STATED TASK A »
Answer these from the thread on leave-one-out cross validation:
(i) Which package does the second reply use?
(ii) How many samples does the printed output report?
(iii) According to the last reply, what kind of model does the custom function work with?
━━━
Is there a simple command to do leave-one-out cross validation with the lm() function?
Another solution is using caret
library(caret)
data <- data.frame(x = rnorm(1000, 3, 2), y = 2*x + rnorm(1000))
train(y ~ x, method = "lm", data = data, trControl = trainControl(method = "LOOCV"))
Linear Regression
1000 samples 1 predictor
No pre-processing Resampling: Leave-One-Out Cross-Validation Summary of sample sizes: 999, 999, 999, 999, 999, 999, ... Resampling results:
RMSE Rsquared MAE
1.050268 0.940619 0.836808Tuning parameter 'intercept' was held constant at a value of TRUE
You can just use a custom function using a statistical trick that avoids actually computing all the N models:
loocv=function(fit){
h=lm.influence(fit)$h
mean((residuals(fit)/(1-h))^2)
}
This is explained in here: https://gerardnico.com/wiki/lang/r/cross_validation It only works with linear models And I guess you might want to add a square root after the mean in the formula.
━━━
STATED TASK B » Rewrite the records from the line containing "Annotation task: mark the illuminated" through the end of the records, with both ends included and the requests kept. Multiply every coordinate in the answers by 2.55, and round each result to a whole number, with halves rounded up.

INPUT RECORDS »
━━━
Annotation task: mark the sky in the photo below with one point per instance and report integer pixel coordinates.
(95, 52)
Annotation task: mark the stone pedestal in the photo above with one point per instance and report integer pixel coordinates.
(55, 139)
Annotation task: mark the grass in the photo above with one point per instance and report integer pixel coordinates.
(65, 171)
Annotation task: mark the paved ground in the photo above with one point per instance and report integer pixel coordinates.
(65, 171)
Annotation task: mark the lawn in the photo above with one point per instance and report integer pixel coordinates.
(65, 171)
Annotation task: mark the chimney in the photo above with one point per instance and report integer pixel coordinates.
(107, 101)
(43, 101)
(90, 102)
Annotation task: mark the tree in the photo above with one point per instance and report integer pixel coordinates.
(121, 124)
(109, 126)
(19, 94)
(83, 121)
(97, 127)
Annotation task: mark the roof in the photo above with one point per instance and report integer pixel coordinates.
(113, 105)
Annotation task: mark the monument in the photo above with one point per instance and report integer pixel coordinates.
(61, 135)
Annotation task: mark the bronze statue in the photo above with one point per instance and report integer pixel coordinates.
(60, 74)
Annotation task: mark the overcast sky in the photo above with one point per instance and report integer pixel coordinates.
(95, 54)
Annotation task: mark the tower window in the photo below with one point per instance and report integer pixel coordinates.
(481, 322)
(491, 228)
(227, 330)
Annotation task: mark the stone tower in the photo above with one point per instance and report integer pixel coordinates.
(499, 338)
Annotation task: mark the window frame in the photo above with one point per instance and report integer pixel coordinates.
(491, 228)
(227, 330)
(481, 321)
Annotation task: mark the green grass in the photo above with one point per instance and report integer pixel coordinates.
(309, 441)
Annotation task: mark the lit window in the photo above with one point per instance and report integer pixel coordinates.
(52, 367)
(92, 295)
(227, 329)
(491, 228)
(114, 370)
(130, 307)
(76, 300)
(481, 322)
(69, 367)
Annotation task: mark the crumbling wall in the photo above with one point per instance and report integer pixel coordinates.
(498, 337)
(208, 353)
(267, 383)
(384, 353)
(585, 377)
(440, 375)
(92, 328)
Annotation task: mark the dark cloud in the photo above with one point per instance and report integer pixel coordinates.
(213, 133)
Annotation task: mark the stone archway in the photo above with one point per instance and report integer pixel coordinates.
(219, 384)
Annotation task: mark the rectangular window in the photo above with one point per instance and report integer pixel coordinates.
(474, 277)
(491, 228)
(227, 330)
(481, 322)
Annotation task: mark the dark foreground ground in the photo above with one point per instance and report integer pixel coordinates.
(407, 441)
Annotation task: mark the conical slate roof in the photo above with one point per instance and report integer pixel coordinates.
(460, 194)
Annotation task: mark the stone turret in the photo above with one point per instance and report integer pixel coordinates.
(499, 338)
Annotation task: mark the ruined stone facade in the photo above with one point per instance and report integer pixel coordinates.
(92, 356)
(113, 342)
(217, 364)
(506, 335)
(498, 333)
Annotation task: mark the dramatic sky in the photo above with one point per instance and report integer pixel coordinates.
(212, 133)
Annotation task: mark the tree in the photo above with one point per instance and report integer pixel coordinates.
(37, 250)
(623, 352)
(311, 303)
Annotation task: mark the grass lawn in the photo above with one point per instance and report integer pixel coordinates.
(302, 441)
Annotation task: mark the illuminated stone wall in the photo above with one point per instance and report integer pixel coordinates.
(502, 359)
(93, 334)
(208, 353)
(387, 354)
━━━
COMPLETE RESPONSE A »
(i) caret
(ii) 1000
(iii) Linear models only

COMPLETE RESPONSE B »
Annotation task: mark the illuminated stone wall in the photo above with one point per instance and report integer pixel coordinates.
(1280, 915)
(237, 852)
(530, 900)
(987, 903)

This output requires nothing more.